Page:
Christelle Lison CAP

Christelle Lison est professeure au Département de pédagogie de la Faculté d’éducation de l’Université de Sherbrooke (Québec, Canada). Spécialisée en enseignement supérieur, elle s’intéresse à la formation des enseignants du postsecondaire et à leur développement professionnel, aux innovations curriculaires et pédagogiques, à l’évaluation de l’enseignement par les étudiants et à ses retombées sur la transformation des pratiques pédagogiques des enseignants, de même qu’à l’encadrement aux cycles supérieurs.
 
  • Elle est intervenue le 3 octobre dernier à l'UPVD sur le thème du développement pédagogique des enseignants du supérieur.
  • Quel thème allez-vous aborder lors de votre intervention ?
Aujourd’hui, je vais parler de ce qu’on appelle le développement professionnel pédagogiques des enseignants du supérieur. Le but est de réfléchir avec eux sur quelles sont les possibilités de leur développement professionnel en matière d’enseignement, d’apprentissage, de réfléchir sur comment on est capable de penser cette transformation pédagogique, de proposer des éléments dans sa pédagogie qui nous permettent de retrouver le plaisir d’enseigner. L’idée est de mettre en avant les opportunités qui nous sont offertes pour pouvoir avoir du plaisir à être en classe, à être avec les étudiants, à penser nos TD, nos TP mais aussi d’autres formats pédagogiques.

 
  • Racontez–nous une expérience en pédagogie innovante…
Ça c’est une grande question… La question de l’innovation pédagogique démarre toujours du contexte dans lequel on se situe. Ce qui est une innovation pour les uns, ne l’est pas forcément pour les autres. Si on pense par exemple l’apprentissage par problème, on considère que c’est une innovation dans certains contextes. Si vous étiez à Sherbrooke en médecine, ce n’est plus du tout une innovation, cela fait 30 ans qu’ils font de l’apprentissage par problème.
Dans mon cas, je me dis qu’il y a pleins de choses que je teste, que je considère comme étant des innovations pédagogiques. Le fait par exemple d’utiliser Twitter lors d’une séance avec des étudiants. J’ai testé une séance où on ne s’est pas parlé si ce n’est par twitter. J’ai donc posé des questions aux étudiants sur twitter et pendant deux heures, nous avons interagi en 280 caractères. C’était vraiment intéressant. Il y a des étudiants qui ont adoré, d’autres qui ont trouvé ça très compliqué parce que ça demande un rythme cognitif assez élevé, d’autres encore n’aimaient pas Twitter…

J’ai testé ça avec des personnes qui sont professeurs. Ça leur a fait prendre conscience aussi que parfois les choix qu’ils font comme pédagogie ne plaisent pas à leurs étudiants, ils réalisent qu’il n’y a aucune forme qui plaît à tout le monde. A partir du moment où j’ai un format unique qui moi me convient, j’ai une partie des étudiants que je ne rejoins jamais. C’est ça l’innovation, c’est d’être capable de se dire : tout ce que je propose n’est pas forcément unique. Par contre il faut être à l’aise avec ce que l’on propose, c’est un point essentiel et ça fait partie du développement professionnel. Mais si on ne se met jamais un peu en danger comme enseignant, si on n’ose jamais une nouvelle forme, on risque de se retrouver dans une routine où on n’est pas forcément bon, ni forcément mauvais, mais on le fait plus par habitude.

Données affichées:

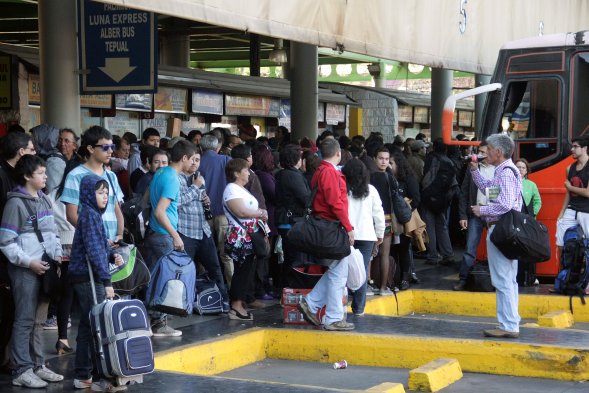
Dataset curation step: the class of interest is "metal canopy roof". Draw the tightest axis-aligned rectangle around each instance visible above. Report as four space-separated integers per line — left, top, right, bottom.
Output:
158 66 359 106
0 43 359 106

Consigne écrite A:
Dans l'entretien avec Christelle Lison, combien de temps a duré la séance où elle n'a échangé avec ses étudiants que par Twitter ?
Consigne écrite B:
Poursuivez l'entretien sur la pédagogie avec Christelle Lison après sa dernière phrase.
Vous n'aurez pas besoin du matériel.

Résultat obtenu A:
Deux heures.

Résultat obtenu B:
 
  • Quels conseils donneriez-vous à nos enseignants ?
Ce n’est jamais facile de donner des conseils ! Je crois que le premier serait d’accepter que tout ce qu’on met en place est perfectible. On ne nait pas enseignant, on le devient. C’est une profession sur laquelle on peut travailler, sur laquelle on peut évoluer, il n’y a pas de bonnes ou de mauvaises manières d’être enseignant. En tout cas, il faut avoir du plaisir dans ce qu’on fait, c’est un conseil essentiel.

L’autre conseil se serait d’essayer d’avoir un équilibre, une force dans le trait d’union d’« enseignant-chercheur » : comment suis-je capable de donner du sens à ce trait d’union ? Ce sont deux aspects qui se nourrissent l’un et l’autre.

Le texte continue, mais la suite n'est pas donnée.